ARBEITSAUFTRÄGE ::
1. Zu welcher Gesamtfreiheitsstrafe hat das Landgericht den Angeklagten laut der BGH-Entscheidung verurteilt?
2. Nimm die BGH-Entscheidung nach der Überschrift „I.“ wieder auf und schreibe sie weiter.

LESETEXT ::

⁂

Der 5. Strafsenat des Bundesgerichtshofs hat in der Sitzung vom 25. November
2004, an der teilgenommen haben:
Richter Basdorf
als Vorsitzender,
Richter Häger,
Richterin Dr. Gerhardt,
Richter Dr. Raum,
Richter Dr. Brause
als beisitzende Richter,
Oberstaatsanwältin beim Bundesgerichtshof
als Vertreterin der Bundesanwaltschaft,
Rechtsanwalt
als Verteidiger,
Justizhauptsekretärin
als Urkundsbeamtin der Geschäftsstelle,

für Recht erkannt:
Auf die Revision der Staatsanwaltschaft wird das Urteil des Landgerichts Berlin vom 16. März 2004 im Rechtsfolgenausspruch mit den zugehörigen Feststellungen aufgehoben.
Im Umfang der Aufhebung wird die Sache zu neuer Verhandlung und Entscheidung, auch über die Kosten des Rechtsmittels, an eine andere Strafkammer des Landgerichts zurückverwiesen.
– Von Rechts wegen – G r ü n d e Das Landgericht hat den Angeklagten wegen Betruges in dreizehn Fällen, versuchten Betruges in vier Fällen und Computerbetruges in zwei Fällen zu einer Gesamtfreiheitsstrafe von vier Jahren und sechs Monaten verurteilt und seine Unterbringung in einer Entziehungsanstalt angeordnet. Die zuungunsten des Angeklagten eingelegte, auf den Rechtsfolgenausspruch beschränkte Revision der Staatsanwaltschaft, die vom Generalbundesanwalt vertreten und mit der die Verletzung sachlichen Rechts gerügt wird, hat Erfolg.

I.

⁂

DATENAUSZUG ::
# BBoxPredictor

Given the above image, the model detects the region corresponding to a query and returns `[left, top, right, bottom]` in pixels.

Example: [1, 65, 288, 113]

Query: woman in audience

⁂

ERGEBNISSE ::
1. Zu einer Gesamtfreiheitsstrafe von vier Jahren und sechs Monaten.

2.
Nach den Feststellungen des Landgerichts betrog der Angeklagte im Frühjahr 2003 eine Vielzahl älterer, teils hochbetagter alleinstehender Frauen um ihr Erspartes. Er spiegelte – überwiegend erfolgreich – den Geschädigten
vor, er käme von einem Rentenversicherungsträger, ähnlichen öffentlichen Stellen oder einer Bank und könnte ihnen zu höherer Rente oder sonstigen finanziellen Vorteilen verhelfen. Dafür müßten sie ihm lediglich ihr vorhandenes Bargeld aushändigen, es gemeinsam mit ihm bei der Bank abheben oder ihm die EC-Karte nebst Geheimnummer überlassen. Im ersten Fall der Tatserie suchte er eine 82jährige Frau auf, die bereits 1998 Opfer einer Straftat des Angeklagten geworden war, und gab sich als Rechtsanwalt aus, der ihr das damals erbeutete Geld in Höhe von 30.000 DM zurückbringen wolle, wofür sie lediglich Rechtsanwaltsgebühren von über 1.000 Euro an ihn zu zahlen hätte. Von den gutgläubigen und teils infolge ihres hohen Alters verwirrten Geschädigten erlangte der Angeklagte auf diese Weise Beträge zwischen 100 und 15.000 Euro, insgesamt 35.600 Euro.
Am Beginn dieser Tatserie war der Angeklagte nach Verbüßung einer über vierjährigen Gesamtfreiheitsstrafe wegen Betruges und anderer Delikte zwecks Entlassungsvorbereitung im Freigang. Schon zuvor war er immer wieder wegen Betrugs- und Diebstahlstaten zu jahrelangen Freiheitsstrafen verurteilt worden; zwischen 1980 und 2003 befand er sich deshalb insgesamt ca. 21 Jahre in Haft.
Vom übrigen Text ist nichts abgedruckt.